Supplied material:
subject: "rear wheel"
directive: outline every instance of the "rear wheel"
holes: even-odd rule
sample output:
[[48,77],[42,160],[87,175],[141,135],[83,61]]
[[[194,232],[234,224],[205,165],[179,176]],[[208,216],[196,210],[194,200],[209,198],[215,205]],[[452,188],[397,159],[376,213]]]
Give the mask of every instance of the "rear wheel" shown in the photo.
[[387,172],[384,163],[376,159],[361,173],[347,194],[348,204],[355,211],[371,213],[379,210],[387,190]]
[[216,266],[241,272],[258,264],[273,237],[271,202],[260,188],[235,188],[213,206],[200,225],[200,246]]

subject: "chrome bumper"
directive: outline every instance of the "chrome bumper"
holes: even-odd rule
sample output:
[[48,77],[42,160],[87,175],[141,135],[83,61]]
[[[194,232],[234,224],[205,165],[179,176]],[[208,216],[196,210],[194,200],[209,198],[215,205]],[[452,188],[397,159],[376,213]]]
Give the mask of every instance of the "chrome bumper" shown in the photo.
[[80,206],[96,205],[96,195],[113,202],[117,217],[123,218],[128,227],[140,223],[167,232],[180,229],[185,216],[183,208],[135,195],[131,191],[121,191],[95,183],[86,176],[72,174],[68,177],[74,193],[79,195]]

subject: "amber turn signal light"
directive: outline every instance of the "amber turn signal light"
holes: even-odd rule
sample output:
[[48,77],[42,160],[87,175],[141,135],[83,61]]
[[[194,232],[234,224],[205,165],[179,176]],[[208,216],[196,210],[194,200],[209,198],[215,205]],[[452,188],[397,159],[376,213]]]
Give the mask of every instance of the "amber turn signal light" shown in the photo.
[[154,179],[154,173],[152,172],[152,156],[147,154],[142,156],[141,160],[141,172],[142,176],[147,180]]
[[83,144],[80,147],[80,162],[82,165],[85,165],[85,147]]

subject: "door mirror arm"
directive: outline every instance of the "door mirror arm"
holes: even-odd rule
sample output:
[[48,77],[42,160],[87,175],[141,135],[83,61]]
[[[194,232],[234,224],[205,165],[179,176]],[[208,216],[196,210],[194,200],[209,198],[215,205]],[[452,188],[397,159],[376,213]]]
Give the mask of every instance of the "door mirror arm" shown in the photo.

Directive: Show each line of the material above that contains the string "wheel", copying the whole line. Matching is case-sensitive.

Exercise solution:
subject: "rear wheel"
directive: outline every instance of the "rear wheel"
Give the mask of every instance of the "rear wheel" shown in the photo.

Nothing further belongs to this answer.